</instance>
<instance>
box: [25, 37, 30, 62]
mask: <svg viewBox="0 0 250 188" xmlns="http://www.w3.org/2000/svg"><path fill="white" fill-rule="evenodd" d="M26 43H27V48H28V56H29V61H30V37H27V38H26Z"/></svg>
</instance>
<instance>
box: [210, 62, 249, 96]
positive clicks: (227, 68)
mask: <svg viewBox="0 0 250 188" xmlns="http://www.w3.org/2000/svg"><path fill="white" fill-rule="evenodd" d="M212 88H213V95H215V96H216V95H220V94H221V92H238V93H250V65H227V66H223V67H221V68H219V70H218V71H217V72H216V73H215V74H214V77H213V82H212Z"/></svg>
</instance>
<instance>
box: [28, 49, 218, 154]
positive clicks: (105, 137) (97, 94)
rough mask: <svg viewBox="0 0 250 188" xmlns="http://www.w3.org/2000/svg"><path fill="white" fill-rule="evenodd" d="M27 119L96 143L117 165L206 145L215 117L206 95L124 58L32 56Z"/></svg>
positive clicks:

※

Required work >> Retype the material above, line by line, exactly.

Worked solution >>
</instance>
<instance>
box: [25, 37, 30, 62]
mask: <svg viewBox="0 0 250 188" xmlns="http://www.w3.org/2000/svg"><path fill="white" fill-rule="evenodd" d="M26 43H27V48H28V56H29V61H30V37H27V38H26Z"/></svg>
</instance>
<instance>
box: [210, 62, 249, 96]
positive clicks: (227, 68)
mask: <svg viewBox="0 0 250 188" xmlns="http://www.w3.org/2000/svg"><path fill="white" fill-rule="evenodd" d="M212 88H213V95H215V96H216V95H220V94H221V92H238V93H250V65H227V66H223V67H221V68H219V70H218V71H217V72H216V73H215V74H214V77H213V82H212Z"/></svg>
</instance>
<instance>
box: [28, 49, 218, 154]
positive clicks: (105, 137) (97, 94)
rough mask: <svg viewBox="0 0 250 188" xmlns="http://www.w3.org/2000/svg"><path fill="white" fill-rule="evenodd" d="M27 119L96 143L117 165L206 145L215 117L206 95L124 58L32 56Z"/></svg>
positive clicks:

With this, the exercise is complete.